# [Selected extract]

┄┄┄┄┄┄

Those are not my words, but were given in evidence to the House of Lords Select Committee on Agriculture and Food Research. That was a considered view shared by a Committee with a majority of Conservative Members.
Only last Friday the Ministry of Agriculture, Fisheries and Food issued a statement warning pregnant women to stay away from sheep and new-born lambs because they could be risking their own health and that of their unborn baby in a condition known as enzootic abortion. That was
Column 929wise and sensible advice. The tragedy is that, while the right hand is issuing that advice, the left hand is making research cuts at the Moredun research institute in Edinburgh. What hypocrisy from the Ministry of Agriculture, Fisheries and Food.
I shall not outline the cuts in research into salmonella but I feel that the Minister has been little more than disingenuous in his claims that research at the institute of food at Bristol has been completed. The research is complete but he knows that it will not be worth while until the development work takes place.
I shall repeat the point made by my hon. Friend the Member for Glanford and Scunthorpe (Mr. Morley). He asked how the Minister could find £19 million at the drop of a hat to support the egg industry but not find £300,000 to allow this project to continue for another few years. That is the sort of question which I hope that the Minister will attempt to answer.

┄┄┄┄┄┄

# [Data for review]

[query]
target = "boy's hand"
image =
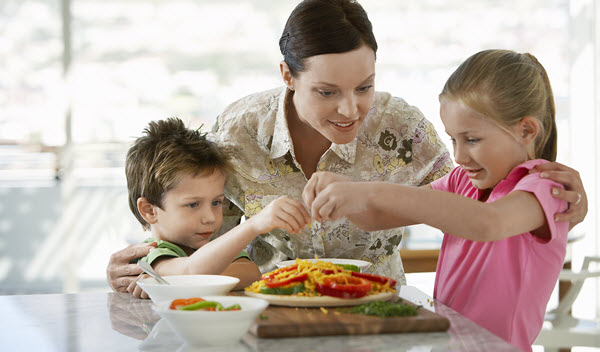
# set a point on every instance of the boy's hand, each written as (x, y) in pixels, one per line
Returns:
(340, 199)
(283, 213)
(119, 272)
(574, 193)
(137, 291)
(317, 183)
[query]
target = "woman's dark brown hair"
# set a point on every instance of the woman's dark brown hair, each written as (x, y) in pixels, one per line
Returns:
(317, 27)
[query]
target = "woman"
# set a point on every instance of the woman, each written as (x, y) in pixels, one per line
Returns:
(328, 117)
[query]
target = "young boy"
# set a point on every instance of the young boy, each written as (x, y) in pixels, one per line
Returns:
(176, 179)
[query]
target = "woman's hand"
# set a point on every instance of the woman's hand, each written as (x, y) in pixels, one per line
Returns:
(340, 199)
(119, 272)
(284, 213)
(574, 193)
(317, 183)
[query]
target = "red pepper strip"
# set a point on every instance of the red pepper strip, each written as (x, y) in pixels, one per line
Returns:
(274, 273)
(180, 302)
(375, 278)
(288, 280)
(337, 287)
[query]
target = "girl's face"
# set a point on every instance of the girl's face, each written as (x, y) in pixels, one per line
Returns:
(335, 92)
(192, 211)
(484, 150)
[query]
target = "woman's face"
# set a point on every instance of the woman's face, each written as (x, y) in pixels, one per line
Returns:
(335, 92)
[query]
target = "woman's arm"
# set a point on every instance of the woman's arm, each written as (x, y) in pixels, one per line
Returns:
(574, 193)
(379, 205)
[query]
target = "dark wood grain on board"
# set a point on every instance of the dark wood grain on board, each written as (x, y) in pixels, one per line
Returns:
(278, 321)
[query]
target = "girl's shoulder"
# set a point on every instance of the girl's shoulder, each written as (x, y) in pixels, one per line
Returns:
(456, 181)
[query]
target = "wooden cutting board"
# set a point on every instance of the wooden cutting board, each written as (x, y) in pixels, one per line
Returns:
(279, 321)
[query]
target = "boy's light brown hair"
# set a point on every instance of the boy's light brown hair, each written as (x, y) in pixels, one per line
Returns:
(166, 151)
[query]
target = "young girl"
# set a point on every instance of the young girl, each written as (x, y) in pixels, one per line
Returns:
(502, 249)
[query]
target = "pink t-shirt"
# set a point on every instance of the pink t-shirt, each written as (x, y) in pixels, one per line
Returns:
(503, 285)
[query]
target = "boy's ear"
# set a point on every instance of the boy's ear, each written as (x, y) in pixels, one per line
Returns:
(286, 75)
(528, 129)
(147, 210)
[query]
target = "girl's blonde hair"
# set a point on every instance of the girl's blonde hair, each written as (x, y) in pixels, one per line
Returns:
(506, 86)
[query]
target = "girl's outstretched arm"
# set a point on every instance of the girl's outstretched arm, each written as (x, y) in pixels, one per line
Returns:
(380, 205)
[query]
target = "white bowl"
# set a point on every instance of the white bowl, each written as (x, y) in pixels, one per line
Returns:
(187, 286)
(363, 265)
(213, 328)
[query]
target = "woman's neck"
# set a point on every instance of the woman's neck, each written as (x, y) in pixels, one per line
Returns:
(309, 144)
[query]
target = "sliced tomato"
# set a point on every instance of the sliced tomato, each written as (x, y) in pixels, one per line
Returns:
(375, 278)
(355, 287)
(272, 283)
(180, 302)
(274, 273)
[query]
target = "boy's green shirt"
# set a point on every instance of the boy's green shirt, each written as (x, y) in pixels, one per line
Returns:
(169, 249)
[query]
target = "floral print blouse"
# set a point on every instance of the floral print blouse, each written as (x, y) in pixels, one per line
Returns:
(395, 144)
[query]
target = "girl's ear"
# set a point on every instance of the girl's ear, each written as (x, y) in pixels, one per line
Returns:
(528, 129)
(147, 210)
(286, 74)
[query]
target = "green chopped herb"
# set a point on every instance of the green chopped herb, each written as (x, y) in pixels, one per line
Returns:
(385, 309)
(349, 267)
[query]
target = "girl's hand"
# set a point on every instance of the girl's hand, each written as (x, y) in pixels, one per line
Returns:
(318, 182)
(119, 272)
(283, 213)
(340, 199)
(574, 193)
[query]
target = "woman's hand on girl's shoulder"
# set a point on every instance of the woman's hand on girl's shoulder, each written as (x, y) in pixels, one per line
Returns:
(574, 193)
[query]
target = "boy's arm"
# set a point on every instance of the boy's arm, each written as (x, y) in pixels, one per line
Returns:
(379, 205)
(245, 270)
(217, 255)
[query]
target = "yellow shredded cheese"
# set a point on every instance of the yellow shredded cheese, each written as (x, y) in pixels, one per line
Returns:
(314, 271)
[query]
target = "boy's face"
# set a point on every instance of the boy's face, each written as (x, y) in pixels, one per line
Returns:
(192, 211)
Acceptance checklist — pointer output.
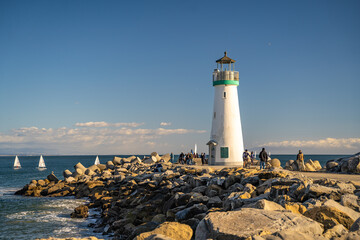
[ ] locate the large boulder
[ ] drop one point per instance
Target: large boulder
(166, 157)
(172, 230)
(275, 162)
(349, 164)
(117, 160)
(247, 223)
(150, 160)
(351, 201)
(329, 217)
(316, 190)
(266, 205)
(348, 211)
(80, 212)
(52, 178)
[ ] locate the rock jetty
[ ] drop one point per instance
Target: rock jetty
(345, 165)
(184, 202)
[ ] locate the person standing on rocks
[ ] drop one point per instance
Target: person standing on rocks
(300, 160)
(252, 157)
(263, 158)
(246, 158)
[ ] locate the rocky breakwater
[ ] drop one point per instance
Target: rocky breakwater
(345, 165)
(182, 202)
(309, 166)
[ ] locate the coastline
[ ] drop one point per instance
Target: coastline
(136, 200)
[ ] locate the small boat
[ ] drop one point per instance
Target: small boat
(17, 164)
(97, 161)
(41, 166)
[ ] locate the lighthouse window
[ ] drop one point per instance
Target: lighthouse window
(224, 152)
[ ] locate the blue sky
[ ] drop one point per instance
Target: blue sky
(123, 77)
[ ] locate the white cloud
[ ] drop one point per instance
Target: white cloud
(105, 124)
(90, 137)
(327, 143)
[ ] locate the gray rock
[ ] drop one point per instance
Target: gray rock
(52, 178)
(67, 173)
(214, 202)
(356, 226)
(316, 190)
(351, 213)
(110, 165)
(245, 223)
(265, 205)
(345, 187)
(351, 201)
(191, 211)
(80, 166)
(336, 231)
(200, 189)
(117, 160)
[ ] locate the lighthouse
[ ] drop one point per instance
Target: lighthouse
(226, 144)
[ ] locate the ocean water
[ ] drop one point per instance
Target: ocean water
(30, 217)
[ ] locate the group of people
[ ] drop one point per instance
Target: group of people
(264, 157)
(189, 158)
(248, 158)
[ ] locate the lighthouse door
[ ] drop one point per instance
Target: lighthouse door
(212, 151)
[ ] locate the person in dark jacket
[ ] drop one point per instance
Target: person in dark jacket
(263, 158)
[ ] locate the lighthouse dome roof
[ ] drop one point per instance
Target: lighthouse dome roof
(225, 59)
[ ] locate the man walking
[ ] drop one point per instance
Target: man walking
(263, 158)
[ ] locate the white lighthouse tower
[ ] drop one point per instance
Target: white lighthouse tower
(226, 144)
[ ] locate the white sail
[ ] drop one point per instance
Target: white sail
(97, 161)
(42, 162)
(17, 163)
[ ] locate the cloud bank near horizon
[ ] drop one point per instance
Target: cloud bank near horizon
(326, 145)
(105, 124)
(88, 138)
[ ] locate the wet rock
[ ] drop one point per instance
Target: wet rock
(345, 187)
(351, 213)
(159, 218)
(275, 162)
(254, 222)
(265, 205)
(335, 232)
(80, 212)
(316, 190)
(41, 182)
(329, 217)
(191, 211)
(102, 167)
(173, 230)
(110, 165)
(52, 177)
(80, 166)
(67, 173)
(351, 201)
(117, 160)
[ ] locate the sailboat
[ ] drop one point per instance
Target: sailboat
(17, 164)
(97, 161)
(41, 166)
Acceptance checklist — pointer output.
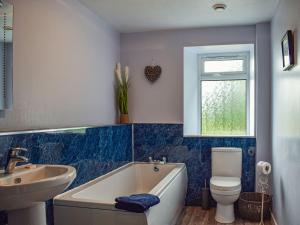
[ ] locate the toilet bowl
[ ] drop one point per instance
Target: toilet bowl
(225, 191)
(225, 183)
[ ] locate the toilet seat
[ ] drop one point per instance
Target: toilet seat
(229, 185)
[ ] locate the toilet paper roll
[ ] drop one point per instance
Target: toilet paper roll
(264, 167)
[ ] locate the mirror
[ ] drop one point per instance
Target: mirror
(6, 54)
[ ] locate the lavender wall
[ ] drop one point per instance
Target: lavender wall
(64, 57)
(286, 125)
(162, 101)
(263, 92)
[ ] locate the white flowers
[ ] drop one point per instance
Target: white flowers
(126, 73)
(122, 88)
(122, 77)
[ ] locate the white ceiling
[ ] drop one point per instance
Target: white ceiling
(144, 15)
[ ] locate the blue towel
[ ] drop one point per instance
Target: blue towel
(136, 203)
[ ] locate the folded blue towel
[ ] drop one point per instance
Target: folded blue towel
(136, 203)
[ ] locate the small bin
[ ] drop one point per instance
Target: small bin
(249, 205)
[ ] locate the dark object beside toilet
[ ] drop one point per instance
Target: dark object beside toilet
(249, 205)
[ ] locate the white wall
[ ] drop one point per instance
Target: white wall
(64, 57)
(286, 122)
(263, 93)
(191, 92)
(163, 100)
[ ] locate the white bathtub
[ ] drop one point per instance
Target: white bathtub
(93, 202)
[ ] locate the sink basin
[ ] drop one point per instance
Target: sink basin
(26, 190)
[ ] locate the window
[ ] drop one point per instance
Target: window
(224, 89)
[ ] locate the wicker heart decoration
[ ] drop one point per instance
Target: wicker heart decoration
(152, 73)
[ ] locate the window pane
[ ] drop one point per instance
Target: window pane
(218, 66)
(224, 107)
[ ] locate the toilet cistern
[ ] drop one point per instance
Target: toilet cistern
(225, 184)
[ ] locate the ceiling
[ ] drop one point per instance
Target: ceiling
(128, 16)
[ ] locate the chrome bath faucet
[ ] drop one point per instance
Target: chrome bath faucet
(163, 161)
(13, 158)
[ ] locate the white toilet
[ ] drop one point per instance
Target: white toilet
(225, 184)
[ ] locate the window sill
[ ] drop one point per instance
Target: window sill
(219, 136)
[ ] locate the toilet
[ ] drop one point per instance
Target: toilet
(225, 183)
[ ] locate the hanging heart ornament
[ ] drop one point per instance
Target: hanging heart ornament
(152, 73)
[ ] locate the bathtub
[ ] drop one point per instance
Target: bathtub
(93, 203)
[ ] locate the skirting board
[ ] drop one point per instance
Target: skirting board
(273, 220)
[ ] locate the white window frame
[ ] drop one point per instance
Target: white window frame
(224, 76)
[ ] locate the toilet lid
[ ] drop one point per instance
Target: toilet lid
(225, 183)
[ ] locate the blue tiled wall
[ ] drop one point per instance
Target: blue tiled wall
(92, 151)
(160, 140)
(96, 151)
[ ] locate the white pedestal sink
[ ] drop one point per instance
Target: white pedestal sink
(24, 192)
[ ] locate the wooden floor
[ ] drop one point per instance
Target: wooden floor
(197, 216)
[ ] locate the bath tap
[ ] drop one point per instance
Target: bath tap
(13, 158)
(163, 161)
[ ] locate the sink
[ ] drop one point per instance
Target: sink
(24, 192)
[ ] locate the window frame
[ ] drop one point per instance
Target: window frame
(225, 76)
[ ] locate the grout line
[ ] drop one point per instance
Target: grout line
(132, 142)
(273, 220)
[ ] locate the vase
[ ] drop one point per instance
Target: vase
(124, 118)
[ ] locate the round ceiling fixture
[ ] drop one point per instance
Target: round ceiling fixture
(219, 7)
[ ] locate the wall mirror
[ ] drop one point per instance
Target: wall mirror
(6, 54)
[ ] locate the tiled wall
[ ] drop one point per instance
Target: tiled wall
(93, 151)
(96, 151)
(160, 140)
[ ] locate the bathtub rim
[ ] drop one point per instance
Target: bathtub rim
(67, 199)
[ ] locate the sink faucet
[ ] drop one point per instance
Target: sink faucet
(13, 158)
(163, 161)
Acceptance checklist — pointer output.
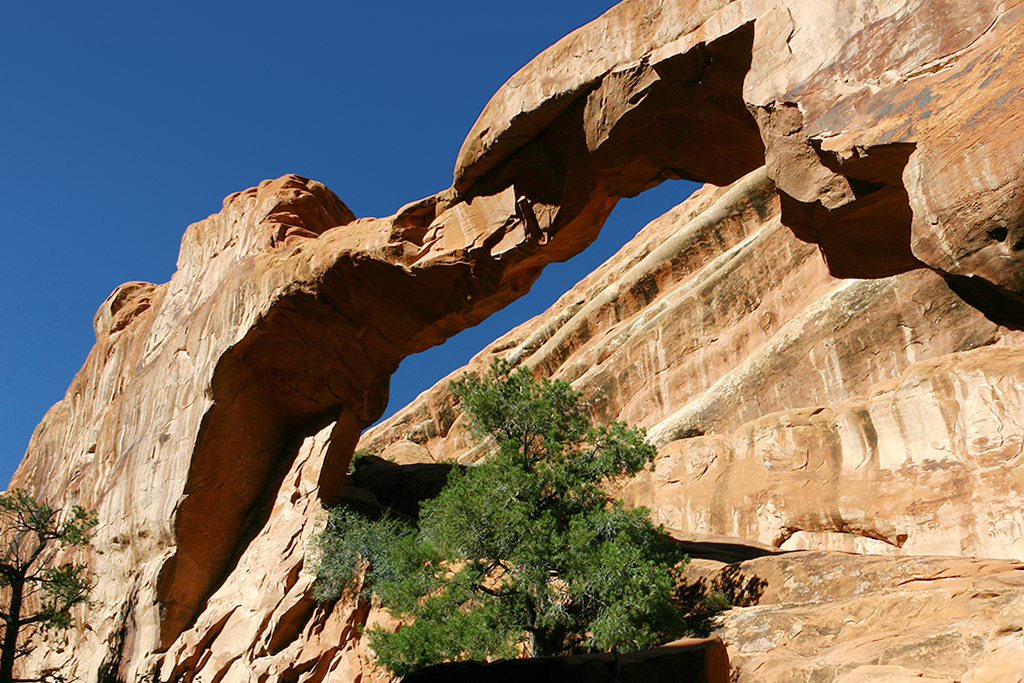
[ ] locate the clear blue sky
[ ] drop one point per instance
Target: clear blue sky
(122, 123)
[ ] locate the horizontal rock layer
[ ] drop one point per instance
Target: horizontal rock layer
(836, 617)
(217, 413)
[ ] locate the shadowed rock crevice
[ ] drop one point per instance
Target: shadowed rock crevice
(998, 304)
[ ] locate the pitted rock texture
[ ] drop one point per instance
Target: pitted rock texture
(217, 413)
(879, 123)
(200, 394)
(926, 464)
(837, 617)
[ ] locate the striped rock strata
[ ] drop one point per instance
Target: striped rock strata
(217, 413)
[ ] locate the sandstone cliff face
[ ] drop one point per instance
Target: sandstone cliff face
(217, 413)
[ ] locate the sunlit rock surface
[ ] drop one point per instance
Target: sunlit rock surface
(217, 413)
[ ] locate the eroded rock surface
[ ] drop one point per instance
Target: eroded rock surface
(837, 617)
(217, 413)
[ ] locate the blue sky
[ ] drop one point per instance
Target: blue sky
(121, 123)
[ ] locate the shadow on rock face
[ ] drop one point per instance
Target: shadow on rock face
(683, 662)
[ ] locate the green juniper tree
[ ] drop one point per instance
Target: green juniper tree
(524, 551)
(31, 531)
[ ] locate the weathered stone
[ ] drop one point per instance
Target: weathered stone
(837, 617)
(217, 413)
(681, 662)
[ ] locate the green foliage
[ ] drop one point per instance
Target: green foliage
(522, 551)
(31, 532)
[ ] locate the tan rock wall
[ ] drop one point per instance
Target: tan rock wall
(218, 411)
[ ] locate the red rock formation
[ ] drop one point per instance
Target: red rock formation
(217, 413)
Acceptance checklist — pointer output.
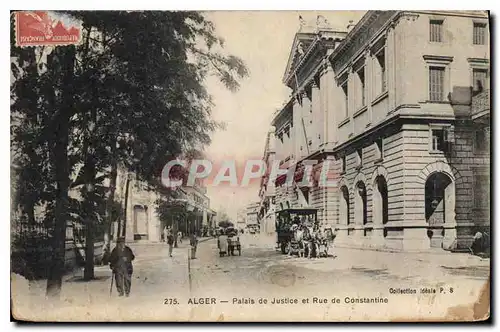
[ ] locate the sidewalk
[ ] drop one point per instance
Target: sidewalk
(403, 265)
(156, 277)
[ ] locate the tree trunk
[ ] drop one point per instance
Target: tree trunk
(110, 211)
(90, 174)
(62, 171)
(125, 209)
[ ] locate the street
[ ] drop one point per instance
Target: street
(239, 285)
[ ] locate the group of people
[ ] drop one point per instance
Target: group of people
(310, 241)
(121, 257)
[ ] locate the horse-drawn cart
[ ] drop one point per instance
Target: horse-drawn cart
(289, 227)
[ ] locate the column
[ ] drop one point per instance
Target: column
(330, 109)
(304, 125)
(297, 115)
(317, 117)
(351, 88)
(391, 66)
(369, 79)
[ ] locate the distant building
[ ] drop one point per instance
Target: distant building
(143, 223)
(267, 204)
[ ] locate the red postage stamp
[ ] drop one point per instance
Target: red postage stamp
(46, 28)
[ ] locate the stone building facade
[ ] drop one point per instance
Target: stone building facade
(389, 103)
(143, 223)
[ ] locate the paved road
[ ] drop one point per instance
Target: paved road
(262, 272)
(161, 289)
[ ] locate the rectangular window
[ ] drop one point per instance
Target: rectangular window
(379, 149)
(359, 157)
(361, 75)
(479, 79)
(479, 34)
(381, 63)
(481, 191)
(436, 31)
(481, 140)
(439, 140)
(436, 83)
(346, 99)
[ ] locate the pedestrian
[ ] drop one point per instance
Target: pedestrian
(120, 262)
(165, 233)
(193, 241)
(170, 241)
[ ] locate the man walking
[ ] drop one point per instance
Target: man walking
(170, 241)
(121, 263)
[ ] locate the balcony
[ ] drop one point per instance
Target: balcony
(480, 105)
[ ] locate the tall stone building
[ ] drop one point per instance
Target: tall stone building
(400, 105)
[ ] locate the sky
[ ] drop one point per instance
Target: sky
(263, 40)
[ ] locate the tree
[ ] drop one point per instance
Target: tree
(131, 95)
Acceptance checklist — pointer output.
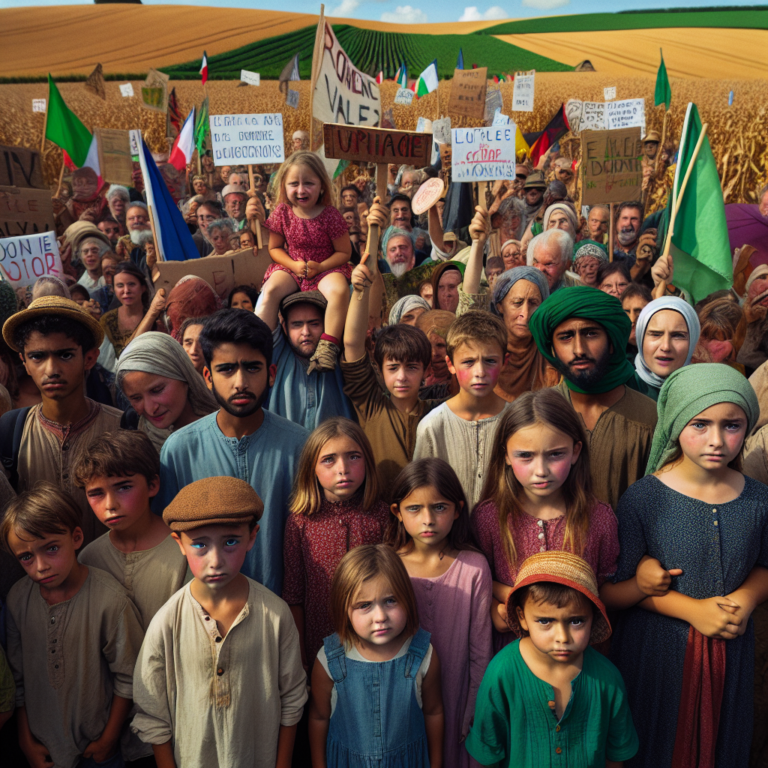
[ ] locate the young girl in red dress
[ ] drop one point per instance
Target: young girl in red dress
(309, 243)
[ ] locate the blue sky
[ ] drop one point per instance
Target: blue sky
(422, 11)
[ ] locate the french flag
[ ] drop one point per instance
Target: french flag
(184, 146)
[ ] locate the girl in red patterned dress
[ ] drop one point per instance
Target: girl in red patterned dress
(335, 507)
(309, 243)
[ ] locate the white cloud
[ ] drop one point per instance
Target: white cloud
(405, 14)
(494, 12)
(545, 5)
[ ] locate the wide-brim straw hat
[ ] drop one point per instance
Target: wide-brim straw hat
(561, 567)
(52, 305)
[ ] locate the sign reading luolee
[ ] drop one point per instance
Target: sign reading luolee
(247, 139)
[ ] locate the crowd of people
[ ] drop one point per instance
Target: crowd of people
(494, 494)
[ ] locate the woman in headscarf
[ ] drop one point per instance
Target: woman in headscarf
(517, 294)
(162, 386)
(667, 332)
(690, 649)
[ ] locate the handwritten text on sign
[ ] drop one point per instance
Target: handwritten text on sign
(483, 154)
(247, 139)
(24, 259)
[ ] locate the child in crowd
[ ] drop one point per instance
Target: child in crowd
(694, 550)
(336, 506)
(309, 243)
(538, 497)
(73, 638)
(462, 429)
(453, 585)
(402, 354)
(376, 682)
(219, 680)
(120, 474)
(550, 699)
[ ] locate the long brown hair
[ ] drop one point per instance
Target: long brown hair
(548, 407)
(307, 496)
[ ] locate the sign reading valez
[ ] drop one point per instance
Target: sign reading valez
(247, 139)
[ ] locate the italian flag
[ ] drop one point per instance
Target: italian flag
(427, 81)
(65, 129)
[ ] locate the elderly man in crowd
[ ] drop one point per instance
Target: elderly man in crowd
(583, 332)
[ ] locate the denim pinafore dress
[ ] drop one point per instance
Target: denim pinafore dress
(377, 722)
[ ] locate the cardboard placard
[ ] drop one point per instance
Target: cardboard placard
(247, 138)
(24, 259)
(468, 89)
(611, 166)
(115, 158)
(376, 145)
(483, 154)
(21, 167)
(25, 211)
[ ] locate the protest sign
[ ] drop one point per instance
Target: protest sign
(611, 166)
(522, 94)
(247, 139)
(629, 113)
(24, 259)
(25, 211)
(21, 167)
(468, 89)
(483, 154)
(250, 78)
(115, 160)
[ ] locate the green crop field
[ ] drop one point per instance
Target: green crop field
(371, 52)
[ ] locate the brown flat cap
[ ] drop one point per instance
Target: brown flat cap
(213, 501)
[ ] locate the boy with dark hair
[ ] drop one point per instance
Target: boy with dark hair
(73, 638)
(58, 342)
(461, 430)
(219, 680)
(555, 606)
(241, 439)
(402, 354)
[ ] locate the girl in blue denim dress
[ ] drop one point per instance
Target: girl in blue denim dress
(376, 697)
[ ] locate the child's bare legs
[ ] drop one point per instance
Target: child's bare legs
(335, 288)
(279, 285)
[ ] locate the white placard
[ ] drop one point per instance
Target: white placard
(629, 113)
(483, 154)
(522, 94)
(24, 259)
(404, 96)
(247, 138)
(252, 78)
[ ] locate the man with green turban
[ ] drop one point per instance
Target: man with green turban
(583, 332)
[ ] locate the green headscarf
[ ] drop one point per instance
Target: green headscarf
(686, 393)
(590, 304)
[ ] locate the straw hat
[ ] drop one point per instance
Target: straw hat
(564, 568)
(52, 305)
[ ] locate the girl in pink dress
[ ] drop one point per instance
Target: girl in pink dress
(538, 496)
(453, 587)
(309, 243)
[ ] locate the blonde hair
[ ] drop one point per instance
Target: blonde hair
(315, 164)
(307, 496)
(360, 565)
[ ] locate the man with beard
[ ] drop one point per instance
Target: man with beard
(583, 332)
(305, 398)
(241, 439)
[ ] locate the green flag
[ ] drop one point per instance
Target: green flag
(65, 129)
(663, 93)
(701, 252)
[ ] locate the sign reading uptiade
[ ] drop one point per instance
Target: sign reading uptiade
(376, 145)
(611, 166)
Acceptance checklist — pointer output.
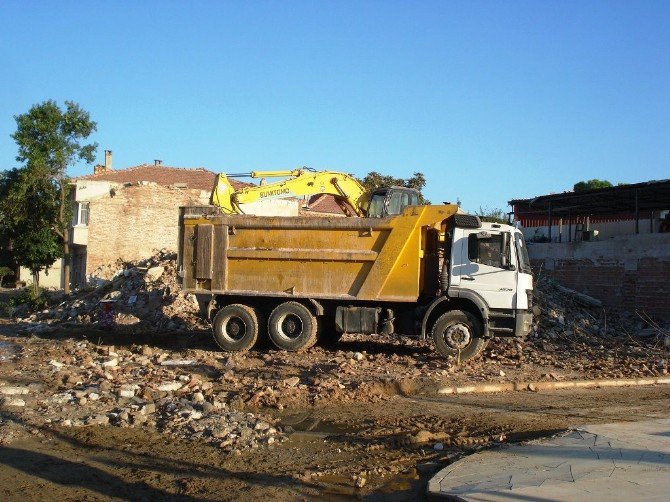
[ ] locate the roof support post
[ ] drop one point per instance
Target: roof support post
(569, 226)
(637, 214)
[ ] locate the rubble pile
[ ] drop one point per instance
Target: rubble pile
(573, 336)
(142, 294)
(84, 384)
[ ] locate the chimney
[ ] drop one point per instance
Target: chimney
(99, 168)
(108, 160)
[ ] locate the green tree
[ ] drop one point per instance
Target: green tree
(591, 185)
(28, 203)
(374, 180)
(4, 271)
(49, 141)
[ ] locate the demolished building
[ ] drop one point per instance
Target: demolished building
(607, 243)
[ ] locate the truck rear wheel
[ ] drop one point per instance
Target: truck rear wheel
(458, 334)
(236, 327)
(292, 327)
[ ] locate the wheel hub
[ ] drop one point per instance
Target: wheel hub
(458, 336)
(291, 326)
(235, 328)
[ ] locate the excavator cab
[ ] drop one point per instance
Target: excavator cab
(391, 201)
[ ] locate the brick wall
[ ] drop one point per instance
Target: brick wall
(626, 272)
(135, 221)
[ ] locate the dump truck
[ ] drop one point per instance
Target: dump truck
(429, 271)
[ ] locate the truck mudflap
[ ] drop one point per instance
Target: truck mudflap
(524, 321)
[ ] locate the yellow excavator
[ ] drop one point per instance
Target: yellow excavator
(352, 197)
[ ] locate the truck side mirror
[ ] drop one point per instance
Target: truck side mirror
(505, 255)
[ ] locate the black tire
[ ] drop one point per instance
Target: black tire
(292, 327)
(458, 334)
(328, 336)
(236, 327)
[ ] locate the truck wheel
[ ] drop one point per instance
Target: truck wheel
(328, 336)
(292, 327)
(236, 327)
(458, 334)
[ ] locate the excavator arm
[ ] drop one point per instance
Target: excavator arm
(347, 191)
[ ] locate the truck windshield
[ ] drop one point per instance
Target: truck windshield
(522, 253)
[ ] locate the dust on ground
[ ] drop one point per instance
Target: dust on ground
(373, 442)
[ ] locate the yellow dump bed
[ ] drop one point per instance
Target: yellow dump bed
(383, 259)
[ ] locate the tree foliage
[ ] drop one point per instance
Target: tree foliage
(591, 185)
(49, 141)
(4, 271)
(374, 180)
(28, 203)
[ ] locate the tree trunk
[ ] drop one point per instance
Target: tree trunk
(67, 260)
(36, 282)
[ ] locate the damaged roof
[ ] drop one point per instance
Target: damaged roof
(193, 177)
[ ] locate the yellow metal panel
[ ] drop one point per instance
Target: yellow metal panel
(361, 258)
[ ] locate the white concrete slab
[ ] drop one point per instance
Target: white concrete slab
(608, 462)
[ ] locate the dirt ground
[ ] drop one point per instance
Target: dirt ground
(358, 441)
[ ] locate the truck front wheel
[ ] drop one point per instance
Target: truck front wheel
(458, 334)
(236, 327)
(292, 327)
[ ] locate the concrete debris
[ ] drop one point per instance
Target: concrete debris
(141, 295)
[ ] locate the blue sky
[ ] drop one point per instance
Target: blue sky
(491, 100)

┄┄┄┄┄┄

# [List of tasks]
a. In the speech on agricultural research cuts, how much money was needed to let the project continue for another few years?
b. Resume the speech on agricultural research cuts from its last sentence and keep it going in the same voice.
The rows can be set aside; none of the work here depends on them.

# [Task-by-task answers]
a. £300,000.

b.
At the Moredun research institute, vital research into listeriosis has also been cut back. Why? The Opposition submit that it is another example of the Government's actions not matching their words. Furthermore, the Opposition know of a range of cuts in agriculture and food research into milk and cheese production. I would have thought that cheese production was one issue about which the Minister would like to know more.
The Government are culpable not only of cutting research and staffing but of delay in action. Their complacency in dealing with bovine spongiform encephalopathy--BSE--is little short of a scandal.
Dr. Clark : The Minister shouts rubbish, but it took 18 months before the Ministry could summon enough courage in June 1988 even to make the disease notifiable. We then had to wait another two months before it introduced a compulsory slaughter and compensation scheme. Compensation of 50 per cent. of the estimated market value is not good enough. It means that farmers stand to lose between £350 and £400 per cow. What is most serious is that reports show that as a result some farmers sell animals for slaughter--hence into the food chain--as soon as the first suspicious signs appear.
In The Sunday Telegraph of 19 February, a senior National Farmers Union source is reported as saying :
"It is common knowledge in the industry that infected animals have gone into the food chain."
That could be lethal.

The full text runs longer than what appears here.